> [Input records]:
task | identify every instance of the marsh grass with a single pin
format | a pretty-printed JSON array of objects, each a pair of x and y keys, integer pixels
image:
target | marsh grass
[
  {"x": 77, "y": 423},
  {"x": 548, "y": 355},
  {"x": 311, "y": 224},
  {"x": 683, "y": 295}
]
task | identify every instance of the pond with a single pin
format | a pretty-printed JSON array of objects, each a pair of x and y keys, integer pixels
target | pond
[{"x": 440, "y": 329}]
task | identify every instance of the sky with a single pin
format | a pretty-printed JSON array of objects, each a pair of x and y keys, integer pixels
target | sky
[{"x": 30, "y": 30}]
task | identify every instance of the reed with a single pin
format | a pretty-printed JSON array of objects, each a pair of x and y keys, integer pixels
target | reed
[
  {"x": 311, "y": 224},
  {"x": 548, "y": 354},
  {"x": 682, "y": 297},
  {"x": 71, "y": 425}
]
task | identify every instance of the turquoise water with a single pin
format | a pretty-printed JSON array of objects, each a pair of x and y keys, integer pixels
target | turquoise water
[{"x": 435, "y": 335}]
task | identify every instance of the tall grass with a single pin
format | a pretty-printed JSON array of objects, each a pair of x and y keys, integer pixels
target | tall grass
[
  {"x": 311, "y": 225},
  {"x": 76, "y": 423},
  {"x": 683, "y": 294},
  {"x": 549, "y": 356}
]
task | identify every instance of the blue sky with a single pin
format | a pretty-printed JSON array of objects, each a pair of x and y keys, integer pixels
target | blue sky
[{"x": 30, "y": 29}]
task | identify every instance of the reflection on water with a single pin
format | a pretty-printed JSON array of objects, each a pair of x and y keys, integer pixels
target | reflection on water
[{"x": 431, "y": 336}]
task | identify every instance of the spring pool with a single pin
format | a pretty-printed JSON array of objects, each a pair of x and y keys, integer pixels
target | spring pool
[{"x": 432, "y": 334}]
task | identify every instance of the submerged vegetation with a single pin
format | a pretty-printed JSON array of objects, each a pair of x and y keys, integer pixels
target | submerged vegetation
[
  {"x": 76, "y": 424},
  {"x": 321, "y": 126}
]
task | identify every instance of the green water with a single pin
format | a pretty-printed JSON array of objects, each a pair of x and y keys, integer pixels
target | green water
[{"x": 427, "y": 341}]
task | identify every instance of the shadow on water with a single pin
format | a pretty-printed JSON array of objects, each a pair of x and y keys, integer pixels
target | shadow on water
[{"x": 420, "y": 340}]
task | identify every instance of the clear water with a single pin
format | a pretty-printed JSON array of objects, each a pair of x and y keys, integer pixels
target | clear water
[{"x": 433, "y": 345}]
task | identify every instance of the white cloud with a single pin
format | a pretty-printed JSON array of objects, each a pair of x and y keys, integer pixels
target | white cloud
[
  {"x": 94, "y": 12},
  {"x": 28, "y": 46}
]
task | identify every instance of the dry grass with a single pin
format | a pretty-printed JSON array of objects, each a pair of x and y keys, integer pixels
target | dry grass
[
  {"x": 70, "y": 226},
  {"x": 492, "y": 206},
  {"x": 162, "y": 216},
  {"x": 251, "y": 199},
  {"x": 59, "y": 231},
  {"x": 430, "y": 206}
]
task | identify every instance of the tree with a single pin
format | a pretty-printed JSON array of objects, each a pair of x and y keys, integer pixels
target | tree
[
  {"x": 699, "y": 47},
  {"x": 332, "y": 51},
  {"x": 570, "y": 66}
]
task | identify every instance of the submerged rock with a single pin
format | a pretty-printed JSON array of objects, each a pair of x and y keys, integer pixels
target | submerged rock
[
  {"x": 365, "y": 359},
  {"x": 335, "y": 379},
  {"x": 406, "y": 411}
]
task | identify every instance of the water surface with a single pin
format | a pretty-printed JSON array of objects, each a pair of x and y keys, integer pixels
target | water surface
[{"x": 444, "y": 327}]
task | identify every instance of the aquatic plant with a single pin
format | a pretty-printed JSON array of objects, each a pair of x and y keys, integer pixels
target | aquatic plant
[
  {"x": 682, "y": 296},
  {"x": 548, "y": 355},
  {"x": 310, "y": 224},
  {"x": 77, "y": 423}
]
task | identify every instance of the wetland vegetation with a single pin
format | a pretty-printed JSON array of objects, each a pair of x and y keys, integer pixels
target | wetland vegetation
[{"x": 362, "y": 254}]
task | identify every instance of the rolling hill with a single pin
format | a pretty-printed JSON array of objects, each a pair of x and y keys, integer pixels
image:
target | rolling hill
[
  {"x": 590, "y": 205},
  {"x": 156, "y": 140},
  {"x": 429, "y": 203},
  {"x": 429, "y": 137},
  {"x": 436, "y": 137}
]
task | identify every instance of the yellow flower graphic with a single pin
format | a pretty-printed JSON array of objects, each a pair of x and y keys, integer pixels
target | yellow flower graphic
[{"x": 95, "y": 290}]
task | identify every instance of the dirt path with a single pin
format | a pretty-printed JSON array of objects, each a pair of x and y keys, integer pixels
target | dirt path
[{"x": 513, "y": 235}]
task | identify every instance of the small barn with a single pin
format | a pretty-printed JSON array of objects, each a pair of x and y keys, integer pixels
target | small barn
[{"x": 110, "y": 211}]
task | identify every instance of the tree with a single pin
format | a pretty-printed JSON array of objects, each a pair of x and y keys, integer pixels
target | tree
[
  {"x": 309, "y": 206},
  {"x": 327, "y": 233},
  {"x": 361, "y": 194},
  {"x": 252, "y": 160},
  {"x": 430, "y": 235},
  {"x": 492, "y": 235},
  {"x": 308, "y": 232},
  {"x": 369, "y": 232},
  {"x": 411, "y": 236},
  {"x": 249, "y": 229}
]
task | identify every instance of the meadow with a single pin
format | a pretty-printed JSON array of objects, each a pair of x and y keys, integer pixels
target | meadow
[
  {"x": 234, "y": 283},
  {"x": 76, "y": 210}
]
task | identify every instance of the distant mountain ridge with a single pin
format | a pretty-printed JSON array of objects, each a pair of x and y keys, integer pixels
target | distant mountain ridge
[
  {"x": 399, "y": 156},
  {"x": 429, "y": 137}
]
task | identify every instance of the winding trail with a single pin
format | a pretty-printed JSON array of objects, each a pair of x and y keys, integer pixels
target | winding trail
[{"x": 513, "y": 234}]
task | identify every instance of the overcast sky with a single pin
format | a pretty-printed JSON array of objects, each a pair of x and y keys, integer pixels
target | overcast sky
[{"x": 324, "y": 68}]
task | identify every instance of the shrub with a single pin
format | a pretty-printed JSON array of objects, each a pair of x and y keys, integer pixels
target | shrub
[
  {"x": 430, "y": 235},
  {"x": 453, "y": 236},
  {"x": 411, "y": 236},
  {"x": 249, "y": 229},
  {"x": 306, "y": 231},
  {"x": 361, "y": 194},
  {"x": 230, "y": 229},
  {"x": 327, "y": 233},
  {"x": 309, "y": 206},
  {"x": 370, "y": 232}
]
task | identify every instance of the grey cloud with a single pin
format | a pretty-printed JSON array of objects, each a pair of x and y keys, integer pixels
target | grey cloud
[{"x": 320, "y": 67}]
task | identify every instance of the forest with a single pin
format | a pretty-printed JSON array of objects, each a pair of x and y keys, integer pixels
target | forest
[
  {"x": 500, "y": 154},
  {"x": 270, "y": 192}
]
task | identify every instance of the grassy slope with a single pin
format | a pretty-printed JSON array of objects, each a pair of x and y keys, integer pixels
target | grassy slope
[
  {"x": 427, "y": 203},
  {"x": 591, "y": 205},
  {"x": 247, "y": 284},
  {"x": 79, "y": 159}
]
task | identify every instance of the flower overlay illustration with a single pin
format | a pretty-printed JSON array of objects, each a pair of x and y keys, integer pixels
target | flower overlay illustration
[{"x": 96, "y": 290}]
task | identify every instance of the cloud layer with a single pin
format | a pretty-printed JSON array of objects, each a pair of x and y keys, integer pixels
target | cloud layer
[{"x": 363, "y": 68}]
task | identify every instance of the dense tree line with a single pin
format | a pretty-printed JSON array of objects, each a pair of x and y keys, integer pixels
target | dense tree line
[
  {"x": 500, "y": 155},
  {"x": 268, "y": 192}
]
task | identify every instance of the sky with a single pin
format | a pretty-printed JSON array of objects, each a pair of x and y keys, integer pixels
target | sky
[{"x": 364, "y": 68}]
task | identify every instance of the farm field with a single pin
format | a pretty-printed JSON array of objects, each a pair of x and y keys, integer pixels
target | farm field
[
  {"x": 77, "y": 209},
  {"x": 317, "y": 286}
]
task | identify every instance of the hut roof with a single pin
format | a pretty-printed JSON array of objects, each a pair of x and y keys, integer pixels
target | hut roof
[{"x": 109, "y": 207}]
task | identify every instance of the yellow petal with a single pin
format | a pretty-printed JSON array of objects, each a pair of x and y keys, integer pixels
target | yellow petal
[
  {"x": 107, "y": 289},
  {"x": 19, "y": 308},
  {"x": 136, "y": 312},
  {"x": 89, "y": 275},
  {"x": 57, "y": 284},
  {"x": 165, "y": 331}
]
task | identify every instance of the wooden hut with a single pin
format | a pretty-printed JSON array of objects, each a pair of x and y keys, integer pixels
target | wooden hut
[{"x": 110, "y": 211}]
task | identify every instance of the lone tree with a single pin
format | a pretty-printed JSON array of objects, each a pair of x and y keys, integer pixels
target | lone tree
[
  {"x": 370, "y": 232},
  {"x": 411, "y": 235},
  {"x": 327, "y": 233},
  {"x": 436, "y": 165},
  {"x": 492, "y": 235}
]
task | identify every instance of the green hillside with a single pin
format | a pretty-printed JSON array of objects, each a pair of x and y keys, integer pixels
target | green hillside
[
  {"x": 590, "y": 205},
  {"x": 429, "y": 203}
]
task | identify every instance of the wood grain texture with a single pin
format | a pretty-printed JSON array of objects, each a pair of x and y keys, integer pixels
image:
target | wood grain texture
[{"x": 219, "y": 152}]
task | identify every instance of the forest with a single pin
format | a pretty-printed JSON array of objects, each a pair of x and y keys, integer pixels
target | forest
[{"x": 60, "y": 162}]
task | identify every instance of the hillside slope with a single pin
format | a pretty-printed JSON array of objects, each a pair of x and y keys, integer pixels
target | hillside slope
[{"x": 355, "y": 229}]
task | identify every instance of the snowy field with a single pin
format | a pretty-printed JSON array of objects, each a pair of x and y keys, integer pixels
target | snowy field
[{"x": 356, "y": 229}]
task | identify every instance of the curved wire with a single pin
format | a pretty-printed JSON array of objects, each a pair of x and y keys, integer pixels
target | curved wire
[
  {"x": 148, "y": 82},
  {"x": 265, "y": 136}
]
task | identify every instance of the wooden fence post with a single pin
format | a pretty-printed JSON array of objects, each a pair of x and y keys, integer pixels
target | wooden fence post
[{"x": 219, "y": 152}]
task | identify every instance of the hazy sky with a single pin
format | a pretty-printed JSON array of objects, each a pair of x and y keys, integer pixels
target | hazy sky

> [What you should do]: Render the data from the line containing "task | identify every instance of the hillside" through the final line, both included, as a JSON list of strings with one string per line, leaving out any blank lines.

> [Final result]:
[
  "task | identify every instance of the hillside slope with a single pin",
  "format | a pretty-printed JSON array of objects, each a pair of x and y keys, integer pixels",
  "target | hillside slope",
  "[{\"x\": 355, \"y\": 229}]",
  "task | identify every instance of the snowy field with a single pin",
  "format | a pretty-printed JSON array of objects, each a pair of x and y keys, integer pixels",
  "target | snowy field",
  "[{\"x\": 356, \"y\": 229}]",
  "task | identify every instance of the curved wire with a single pin",
  "format | a pretty-printed JSON array of objects, each a pair of x and y keys, integer pixels",
  "target | curved wire",
  "[",
  "  {\"x\": 148, \"y\": 82},",
  "  {\"x\": 265, \"y\": 136}",
  "]",
  "task | identify every instance of the wooden fence post with a single pin",
  "format | a pretty-printed JSON array of objects, each a pair of x and y keys, integer pixels",
  "target | wooden fence post",
  "[{\"x\": 219, \"y\": 152}]",
  "task | identify every instance of the hazy sky with a single pin",
  "format | a pretty-printed JSON array of objects, each a pair of x and y keys, integer pixels",
  "target | hazy sky"
]